Records from a collection:
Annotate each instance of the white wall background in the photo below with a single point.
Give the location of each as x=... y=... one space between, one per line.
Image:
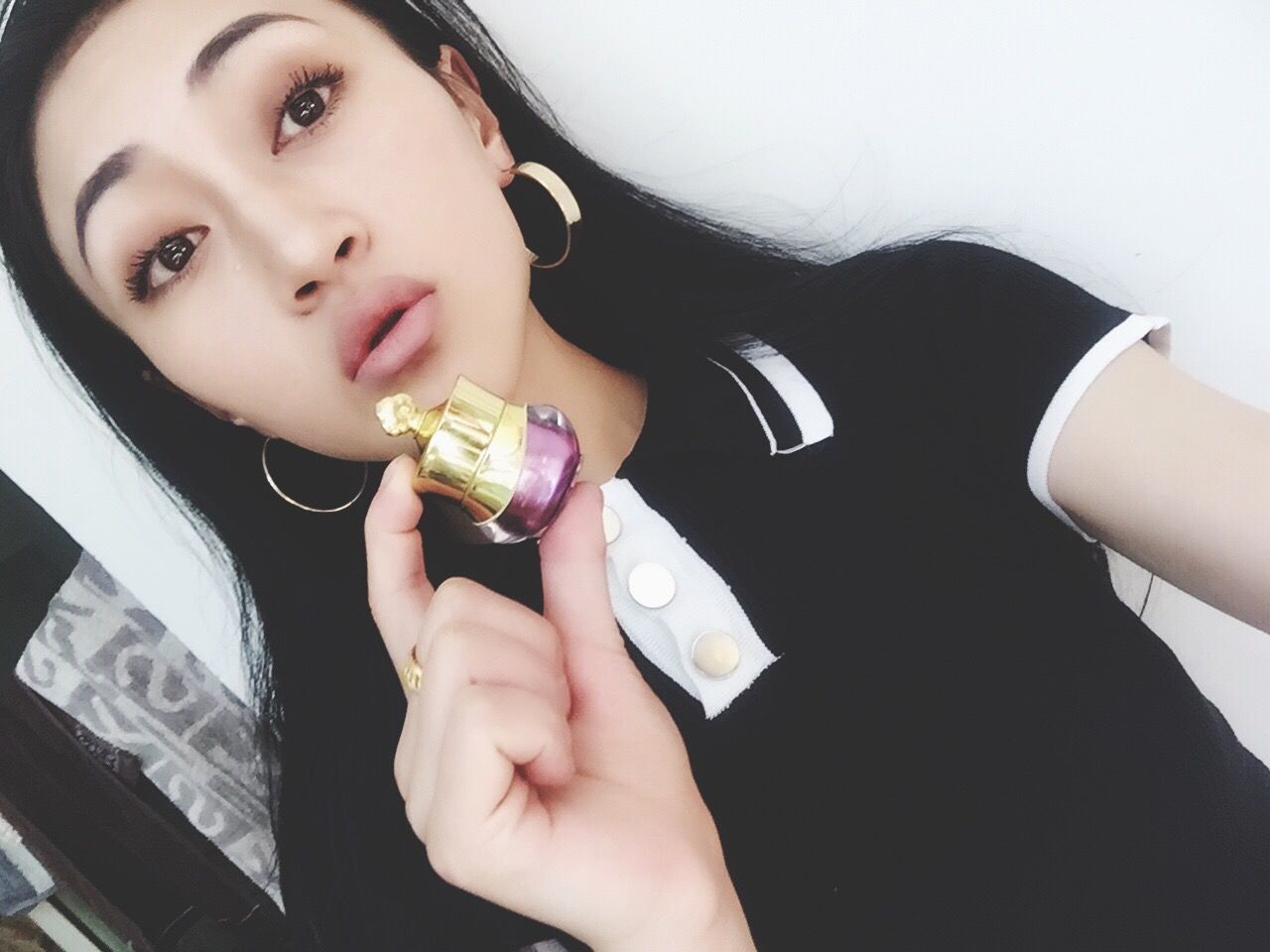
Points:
x=1124 y=145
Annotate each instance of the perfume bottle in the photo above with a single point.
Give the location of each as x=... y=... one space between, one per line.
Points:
x=508 y=466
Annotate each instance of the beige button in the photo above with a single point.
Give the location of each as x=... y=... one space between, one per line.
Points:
x=612 y=525
x=715 y=653
x=651 y=584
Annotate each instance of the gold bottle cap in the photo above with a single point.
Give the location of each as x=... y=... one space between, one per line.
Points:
x=471 y=447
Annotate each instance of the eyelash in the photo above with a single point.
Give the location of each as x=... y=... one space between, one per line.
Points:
x=327 y=75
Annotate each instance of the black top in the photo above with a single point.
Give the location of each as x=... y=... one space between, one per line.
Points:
x=922 y=717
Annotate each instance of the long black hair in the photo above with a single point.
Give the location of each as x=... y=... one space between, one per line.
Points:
x=643 y=275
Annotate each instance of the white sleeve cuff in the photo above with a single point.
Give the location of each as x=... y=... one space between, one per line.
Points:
x=1159 y=334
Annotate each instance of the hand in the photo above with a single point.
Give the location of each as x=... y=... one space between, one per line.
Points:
x=536 y=765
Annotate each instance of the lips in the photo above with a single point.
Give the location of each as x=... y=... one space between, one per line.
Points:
x=365 y=318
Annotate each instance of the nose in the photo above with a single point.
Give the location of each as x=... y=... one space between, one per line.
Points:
x=299 y=240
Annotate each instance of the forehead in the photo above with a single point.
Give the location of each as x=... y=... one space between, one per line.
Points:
x=123 y=81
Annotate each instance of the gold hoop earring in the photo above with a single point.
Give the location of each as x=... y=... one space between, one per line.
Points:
x=264 y=463
x=562 y=195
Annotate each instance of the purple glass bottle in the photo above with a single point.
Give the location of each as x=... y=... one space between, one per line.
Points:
x=508 y=466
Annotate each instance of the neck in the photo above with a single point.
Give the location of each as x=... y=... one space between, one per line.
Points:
x=604 y=404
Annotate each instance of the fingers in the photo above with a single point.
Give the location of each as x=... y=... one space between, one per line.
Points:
x=456 y=658
x=574 y=572
x=398 y=585
x=479 y=793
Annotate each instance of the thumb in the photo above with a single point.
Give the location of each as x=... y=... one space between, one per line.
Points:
x=572 y=555
x=397 y=580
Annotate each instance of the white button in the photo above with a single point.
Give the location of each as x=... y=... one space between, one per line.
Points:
x=612 y=525
x=715 y=653
x=651 y=584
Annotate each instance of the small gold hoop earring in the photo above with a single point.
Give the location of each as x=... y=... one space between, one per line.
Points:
x=564 y=199
x=264 y=463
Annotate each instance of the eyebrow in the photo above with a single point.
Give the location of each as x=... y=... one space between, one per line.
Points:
x=119 y=164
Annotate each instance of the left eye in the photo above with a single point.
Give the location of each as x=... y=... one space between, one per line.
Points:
x=303 y=108
x=304 y=104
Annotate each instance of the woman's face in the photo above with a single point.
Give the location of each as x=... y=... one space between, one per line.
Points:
x=284 y=204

> _GIVEN TASK_
Format the data from the line with "Annotate each instance of the fingers" up to and including the line with "x=397 y=580" as a two-column CSV with the columns instruction and response. Each text and the answer that follows it form one row, with each value in a single quoted field and line breaks replaced by spaces.

> _ANSWER BELOW_
instruction,response
"Annotate each instance of the fingers in the photo above with a single point. Give the location of each as x=... y=... one space between, one per line. Points:","x=456 y=658 x=574 y=572 x=398 y=585 x=479 y=793"
"Annotate each instance of the thumb in the photo above with a single point. Give the location of each as x=... y=... one space between, one per line. Points:","x=572 y=555 x=397 y=580"